Lo bello es noble, digno y eterno si viaja al corazón del hombre

sábado, 20 de octubre de 2007

DEBORAH

Con 86 años partió Deborah Kerr. Más conocida como estrella de Hollywood, inició carrera en su país de origen; Gran Bretaña.

Escocesa y pelirroja, esta hija de un militar de rango se inició en la radio y el teatro, franqueando los estudios cinematográficos gracias al director Gabriel Pascal. De ella se prendó poco después otro regisseur, el maduro Michael Powell, a quien con Emeric Pressburguer debe el cine inglés cintas notables. Deborah intervino en dos de ellas : Coronel Blimp y Narciso negro.
Gracias a su desempeño en la última componiendo a una atractiva monja, llamó la atención de la Metro Goldwyn Mayer.
Su debut en la compañía se produjo en Los vendedores, un melodrama sobre el mundo de la publicidad montado para Clark Gable. Luego en otro, servido para Spencer Tracy. En ambos era una suerte de comparsa mayor sin especial lucimiento; salvando el que desprendía su sello característico, marcado por sobriedad y contención dramática.
Mayor lucimiento tuvo Deborah en Las minas del Rey Salomón, un clásico de aventuras bien filmado (por segunda vez) en Technicolor, junto a Stewart Granger; un compatriota muy apuesto que le gustaba montones, pero que entonces era el marido fiel de Jean Simmons.

----

INSTRUCCIONES DE TRABAJO:
Por favor, actualiza el texto sobre Deborah Kerr desde "Lo bello es" hasta "Metro Goldwyn Mayer.", ambos incluidos, y escribe ese fragmento de nuevo con "MGM" en lugar de "Metro Goldwyn Mayer".

----

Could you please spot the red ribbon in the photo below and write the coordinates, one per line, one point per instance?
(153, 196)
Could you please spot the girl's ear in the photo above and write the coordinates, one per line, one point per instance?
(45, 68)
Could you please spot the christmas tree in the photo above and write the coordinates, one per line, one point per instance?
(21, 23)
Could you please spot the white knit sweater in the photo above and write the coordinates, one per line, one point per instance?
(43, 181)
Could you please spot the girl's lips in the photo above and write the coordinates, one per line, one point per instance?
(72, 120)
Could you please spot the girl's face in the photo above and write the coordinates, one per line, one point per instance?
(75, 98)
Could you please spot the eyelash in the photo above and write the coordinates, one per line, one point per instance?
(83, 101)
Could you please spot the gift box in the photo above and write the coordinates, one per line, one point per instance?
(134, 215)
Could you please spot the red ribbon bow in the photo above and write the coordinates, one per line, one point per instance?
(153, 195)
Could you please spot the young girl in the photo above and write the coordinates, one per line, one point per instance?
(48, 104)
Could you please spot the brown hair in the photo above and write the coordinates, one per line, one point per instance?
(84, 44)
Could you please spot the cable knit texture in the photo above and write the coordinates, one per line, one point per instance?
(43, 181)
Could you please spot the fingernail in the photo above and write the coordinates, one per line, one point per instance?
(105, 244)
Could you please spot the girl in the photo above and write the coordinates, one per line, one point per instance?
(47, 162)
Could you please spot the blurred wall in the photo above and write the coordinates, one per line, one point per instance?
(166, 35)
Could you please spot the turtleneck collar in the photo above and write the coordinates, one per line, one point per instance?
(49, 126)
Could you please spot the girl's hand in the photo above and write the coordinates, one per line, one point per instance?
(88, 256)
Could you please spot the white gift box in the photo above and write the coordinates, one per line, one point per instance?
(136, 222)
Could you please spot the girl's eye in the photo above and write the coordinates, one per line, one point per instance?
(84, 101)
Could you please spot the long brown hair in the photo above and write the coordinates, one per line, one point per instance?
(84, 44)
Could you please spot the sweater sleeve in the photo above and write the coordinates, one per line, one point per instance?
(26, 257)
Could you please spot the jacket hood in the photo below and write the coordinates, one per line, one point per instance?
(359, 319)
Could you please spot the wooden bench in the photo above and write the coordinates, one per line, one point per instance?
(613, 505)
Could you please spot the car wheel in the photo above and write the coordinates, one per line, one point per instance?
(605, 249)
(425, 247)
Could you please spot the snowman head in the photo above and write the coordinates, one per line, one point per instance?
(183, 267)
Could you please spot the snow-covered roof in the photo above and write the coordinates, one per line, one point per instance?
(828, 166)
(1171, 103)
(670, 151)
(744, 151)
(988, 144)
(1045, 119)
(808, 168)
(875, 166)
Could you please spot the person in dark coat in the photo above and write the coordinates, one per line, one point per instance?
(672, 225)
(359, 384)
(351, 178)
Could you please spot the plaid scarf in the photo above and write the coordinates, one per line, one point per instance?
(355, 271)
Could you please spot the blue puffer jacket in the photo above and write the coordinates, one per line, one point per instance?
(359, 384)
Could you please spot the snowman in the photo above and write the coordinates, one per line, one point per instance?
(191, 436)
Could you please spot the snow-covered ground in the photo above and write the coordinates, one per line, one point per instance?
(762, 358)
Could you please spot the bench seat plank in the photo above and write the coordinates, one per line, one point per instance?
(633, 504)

----

RESPUESTA ESPERADA:
Lo bello es noble, digno y eterno si viaja al corazón del hombre

sábado, 20 de octubre de 2007

DEBORAH

Con 86 años partió Deborah Kerr. Más conocida como estrella de Hollywood, inició carrera en su país de origen; Gran Bretaña.

Escocesa y pelirroja, esta hija de un militar de rango se inició en la radio y el teatro, franqueando los estudios cinematográficos gracias al director Gabriel Pascal. De ella se prendó poco después otro regisseur, el maduro Michael Powell, a quien con Emeric Pressburguer debe el cine inglés cintas notables. Deborah intervino en dos de ellas : Coronel Blimp y Narciso negro.
Gracias a su desempeño en la última componiendo a una atractiva monja, llamó la atención de la MGM.